** START **

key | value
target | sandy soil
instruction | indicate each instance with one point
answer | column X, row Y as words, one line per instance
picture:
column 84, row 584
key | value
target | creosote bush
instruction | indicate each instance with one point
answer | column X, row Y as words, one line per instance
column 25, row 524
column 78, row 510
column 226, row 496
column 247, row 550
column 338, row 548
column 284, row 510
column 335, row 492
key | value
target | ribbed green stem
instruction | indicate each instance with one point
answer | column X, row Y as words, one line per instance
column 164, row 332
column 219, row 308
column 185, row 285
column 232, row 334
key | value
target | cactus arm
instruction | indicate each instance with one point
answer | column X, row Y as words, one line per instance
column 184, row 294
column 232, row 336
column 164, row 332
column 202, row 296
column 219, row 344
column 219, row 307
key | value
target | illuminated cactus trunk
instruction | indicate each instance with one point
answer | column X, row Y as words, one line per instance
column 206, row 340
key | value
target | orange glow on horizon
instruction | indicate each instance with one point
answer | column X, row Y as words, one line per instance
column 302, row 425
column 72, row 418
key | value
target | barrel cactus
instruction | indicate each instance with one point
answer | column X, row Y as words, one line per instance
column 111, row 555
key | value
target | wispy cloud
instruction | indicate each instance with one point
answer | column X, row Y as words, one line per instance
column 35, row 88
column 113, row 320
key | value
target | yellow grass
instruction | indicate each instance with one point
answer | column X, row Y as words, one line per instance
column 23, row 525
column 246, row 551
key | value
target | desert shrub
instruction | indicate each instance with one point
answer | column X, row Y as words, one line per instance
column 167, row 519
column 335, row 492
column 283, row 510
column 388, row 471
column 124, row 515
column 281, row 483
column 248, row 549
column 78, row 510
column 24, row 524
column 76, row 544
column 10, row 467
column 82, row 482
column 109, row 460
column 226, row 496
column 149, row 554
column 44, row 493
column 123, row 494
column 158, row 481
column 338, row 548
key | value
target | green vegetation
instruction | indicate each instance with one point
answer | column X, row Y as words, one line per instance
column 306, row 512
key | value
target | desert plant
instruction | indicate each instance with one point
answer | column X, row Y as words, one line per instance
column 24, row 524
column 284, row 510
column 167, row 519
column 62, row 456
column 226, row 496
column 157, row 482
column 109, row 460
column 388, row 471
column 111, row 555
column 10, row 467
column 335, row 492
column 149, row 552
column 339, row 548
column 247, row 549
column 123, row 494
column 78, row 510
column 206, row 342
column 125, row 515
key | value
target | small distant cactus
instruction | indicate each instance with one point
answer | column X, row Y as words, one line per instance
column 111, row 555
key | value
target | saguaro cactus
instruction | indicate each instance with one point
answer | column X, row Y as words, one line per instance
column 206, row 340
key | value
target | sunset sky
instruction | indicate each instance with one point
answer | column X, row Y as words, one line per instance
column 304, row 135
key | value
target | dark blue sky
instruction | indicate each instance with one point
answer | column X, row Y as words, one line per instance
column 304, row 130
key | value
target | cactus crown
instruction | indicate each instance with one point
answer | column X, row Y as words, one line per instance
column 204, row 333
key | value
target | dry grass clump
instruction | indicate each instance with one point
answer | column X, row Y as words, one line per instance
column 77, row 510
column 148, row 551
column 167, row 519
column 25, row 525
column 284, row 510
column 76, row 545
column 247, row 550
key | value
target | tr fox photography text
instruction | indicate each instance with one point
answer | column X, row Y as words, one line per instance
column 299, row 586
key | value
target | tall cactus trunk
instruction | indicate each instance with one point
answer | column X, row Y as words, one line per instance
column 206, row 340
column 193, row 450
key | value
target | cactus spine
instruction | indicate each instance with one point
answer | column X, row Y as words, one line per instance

** END **

Problem to solve.
Recast the listing above as a numbered list, leaving out any blank lines.

Response to the task.
1. key | value
2. target | sandy soil
3. instruction | indicate each instance with one point
4. answer | column X, row Y as words, one line per instance
5. picture:
6. column 84, row 584
7. key | value
8. target | creosote bush
9. instruction | indicate each instance with one point
10. answer | column X, row Y as words, one line per instance
11. column 25, row 524
12. column 78, row 510
13. column 226, row 496
14. column 247, row 550
15. column 338, row 548
16. column 284, row 510
17. column 335, row 492
18. key | value
19. target | ribbed green stem
20. instruction | indicate each instance with one point
21. answer | column X, row Y as words, one line per instance
22. column 164, row 332
23. column 219, row 308
24. column 185, row 285
25. column 232, row 334
26. key | value
27. target | cactus arm
28. instruction | indicate each instance with one point
29. answer | column X, row Y as words, one line per instance
30. column 184, row 294
31. column 232, row 336
32. column 164, row 332
33. column 202, row 296
34. column 219, row 344
35. column 219, row 307
36. key | value
37. target | illuminated cactus trunk
38. instruction | indicate each instance with one point
39. answer | column X, row Y as words, one line per instance
40. column 206, row 340
41. key | value
42. target | orange glow on horizon
43. instruction | indicate each instance with one point
44. answer | column X, row Y as words, one line per instance
45. column 302, row 425
46. column 72, row 418
47. key | value
48. target | barrel cactus
49. instruction | indicate each instance with one point
50. answer | column X, row Y as words, one line per instance
51. column 111, row 555
52. key | value
53. target | wispy cloud
54. instruction | indicate each instance with one point
55. answer | column X, row Y as words, one line per instance
56. column 35, row 88
57. column 113, row 320
58. key | value
59. target | yellow grass
60. instruction | indicate each instance with one point
61. answer | column X, row Y as words, one line per instance
62. column 23, row 525
63. column 246, row 551
64. key | value
65. target | desert shrub
66. instruction | indicate each instance with one point
67. answer | column X, row Y as words, one line per instance
68. column 167, row 519
69. column 335, row 492
70. column 283, row 510
71. column 388, row 471
72. column 124, row 515
73. column 281, row 483
74. column 248, row 549
75. column 78, row 510
76. column 24, row 524
77. column 76, row 544
78. column 10, row 467
79. column 82, row 482
80. column 109, row 460
81. column 226, row 496
82. column 149, row 554
83. column 44, row 493
84. column 123, row 494
85. column 158, row 481
86. column 338, row 548
87. key | value
88. target | green vegetation
89. instruction | indicate each instance with one point
90. answer | column X, row Y as words, one line per instance
91. column 306, row 512
92. key | value
93. target | desert plant
94. instruction | indicate each instance with one point
95. answer | column X, row Y as words, one line per instance
96. column 24, row 524
97. column 284, row 510
98. column 167, row 519
99. column 62, row 456
100. column 226, row 496
101. column 157, row 482
102. column 109, row 460
103. column 388, row 471
104. column 111, row 555
105. column 10, row 467
106. column 335, row 492
107. column 149, row 552
108. column 339, row 548
109. column 247, row 549
110. column 123, row 494
111. column 78, row 510
112. column 206, row 342
113. column 125, row 515
114. key | value
115. target | small distant cactus
116. instruction | indicate each instance with one point
117. answer | column X, row Y as words, one line per instance
118. column 111, row 555
119. key | value
120. target | saguaro cactus
121. instruction | indicate each instance with one point
122. answer | column X, row Y as words, one line per instance
123. column 206, row 340
124. key | value
125. target | sunset sky
126. instruction | indicate each instance with one point
127. answer | column X, row Y as words, one line per instance
128. column 304, row 135
129. key | value
130. target | dark blue sky
131. instruction | indicate each instance with one point
132. answer | column X, row Y as words, one line per instance
133. column 304, row 130
134. key | value
135. target | cactus crown
136. instruction | indicate each instance with one point
137. answer | column X, row Y as words, one line per instance
138. column 204, row 333
139. key | value
140. target | dry grass clump
141. instruction | indicate each instance with one point
142. answer | column X, row Y as words, one line per instance
143. column 77, row 510
144. column 148, row 551
145. column 167, row 519
146. column 25, row 525
147. column 284, row 510
148. column 76, row 545
149. column 247, row 550
150. key | value
151. target | tr fox photography text
152. instruction | indicate each instance with one point
153. answer | column X, row Y as words, one line per instance
154. column 299, row 586
155. key | value
156. target | tall cactus trunk
157. instruction | indicate each instance with one point
158. answer | column X, row Y as words, one line per instance
159. column 206, row 340
160. column 193, row 450
161. key | value
162. target | cactus spine
163. instruction | indicate each instance with one point
164. answer | column X, row Y as words, one line per instance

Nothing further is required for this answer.